◆ SELECTED TEXT ◆
** begin **

"""
An interpreter for a strange word-based language: the program is a list
of space-separated words.  Most words push themselves on a stack; some
words have another action.  The result is the space-separated words
from the stack.

    Hello World          => 'Hello World'
    6 7 ADD              => '13'              'ADD' is a special word
    7 * 5 = 7 5 MUL      => '7 * 5 = 35'      '*' and '=' are not special words

Arithmetic on non-integers gives a 'symbolic' result:

    X 2 MUL              => 'X*2'

Input arguments can be passed on the command-line, and used as #1, #2, etc.:

    #1 1 ADD             => one more than the argument on the command-line,
                            or if it was not an integer, concatenates '+1'

You can store back into an (existing) argument index with ->#N:

    #1 5 ADD ->#1

Braces { } delimitate a loop.  Don't forget spaces around each one.
The '}' pops an integer value off the stack and loops if it is not zero:

    { #1 #1 1 SUB ->#1 #1 }    => when called with 5, gives '5 4 3 2 1'

"""
from pypy.rlib.jit import hint, _is_early_constant

#
# See pypy/doc/jit.txt for a higher-level overview of the JIT techniques
# detailed in the following comments.
#


class Box:
    # Although all words are in theory strings, we use two subclasses
    # to represent the strings differently from the words known to be integers.
    # This is an optimization that is essential for the JIT and merely
    # useful for the basic interpreter.

** end **

◆ DATASET ENTRIES ◆
** begin **

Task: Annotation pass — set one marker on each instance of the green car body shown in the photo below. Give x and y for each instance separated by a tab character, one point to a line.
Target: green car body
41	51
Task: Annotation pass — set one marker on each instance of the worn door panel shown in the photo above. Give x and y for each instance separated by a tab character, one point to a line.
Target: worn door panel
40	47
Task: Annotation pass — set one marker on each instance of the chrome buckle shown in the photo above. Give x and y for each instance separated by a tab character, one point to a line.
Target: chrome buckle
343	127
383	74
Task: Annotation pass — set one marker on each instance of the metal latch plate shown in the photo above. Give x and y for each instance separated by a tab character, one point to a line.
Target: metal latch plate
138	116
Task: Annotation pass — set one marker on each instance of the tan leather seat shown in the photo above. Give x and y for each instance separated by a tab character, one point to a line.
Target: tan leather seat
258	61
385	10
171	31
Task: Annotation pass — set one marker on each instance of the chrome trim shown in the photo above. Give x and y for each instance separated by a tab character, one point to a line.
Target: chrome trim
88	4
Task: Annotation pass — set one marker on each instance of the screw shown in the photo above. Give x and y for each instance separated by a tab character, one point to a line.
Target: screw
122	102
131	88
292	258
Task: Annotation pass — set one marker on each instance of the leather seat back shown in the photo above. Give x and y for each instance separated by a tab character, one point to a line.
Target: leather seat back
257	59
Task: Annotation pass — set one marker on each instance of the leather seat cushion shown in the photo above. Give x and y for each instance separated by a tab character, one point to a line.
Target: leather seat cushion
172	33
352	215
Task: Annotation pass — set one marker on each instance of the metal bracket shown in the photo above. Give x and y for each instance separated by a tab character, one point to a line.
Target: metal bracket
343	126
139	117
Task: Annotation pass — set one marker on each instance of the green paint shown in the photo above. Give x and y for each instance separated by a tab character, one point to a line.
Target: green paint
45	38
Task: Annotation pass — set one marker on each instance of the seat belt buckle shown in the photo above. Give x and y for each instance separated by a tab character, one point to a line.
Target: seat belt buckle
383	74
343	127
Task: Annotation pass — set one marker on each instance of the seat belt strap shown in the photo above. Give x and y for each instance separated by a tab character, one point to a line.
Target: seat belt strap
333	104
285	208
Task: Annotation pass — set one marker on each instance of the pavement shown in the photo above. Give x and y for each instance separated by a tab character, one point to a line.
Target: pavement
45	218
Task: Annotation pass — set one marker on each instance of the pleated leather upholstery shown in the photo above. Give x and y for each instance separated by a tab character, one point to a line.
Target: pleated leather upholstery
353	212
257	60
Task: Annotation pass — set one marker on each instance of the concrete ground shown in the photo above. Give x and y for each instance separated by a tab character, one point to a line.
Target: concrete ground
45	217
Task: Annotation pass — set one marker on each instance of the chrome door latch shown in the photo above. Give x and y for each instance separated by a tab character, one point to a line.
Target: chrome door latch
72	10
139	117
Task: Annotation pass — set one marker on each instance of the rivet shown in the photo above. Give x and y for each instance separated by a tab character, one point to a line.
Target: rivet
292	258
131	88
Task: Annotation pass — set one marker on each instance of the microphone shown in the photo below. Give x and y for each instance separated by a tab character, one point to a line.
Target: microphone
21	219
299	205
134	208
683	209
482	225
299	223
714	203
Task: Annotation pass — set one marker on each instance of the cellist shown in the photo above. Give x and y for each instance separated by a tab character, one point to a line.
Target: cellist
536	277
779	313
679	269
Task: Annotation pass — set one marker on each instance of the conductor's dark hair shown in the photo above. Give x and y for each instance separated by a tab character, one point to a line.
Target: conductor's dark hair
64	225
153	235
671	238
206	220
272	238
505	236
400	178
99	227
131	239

** end **

◆ THE REQUEST ◆
Can you quote the interpreter code word for word, starting with "from pypy.rlib.jit import" and going on through "to be integers."?

◆ SOLUTION TO THE EXERCISE ◆
from pypy.rlib.jit import hint, _is_early_constant

#
# See pypy/doc/jit.txt for a higher-level overview of the JIT techniques
# detailed in the following comments.
#


class Box:
    # Although all words are in theory strings, we use two subclasses
    # to represent the strings differently from the words known to be integers.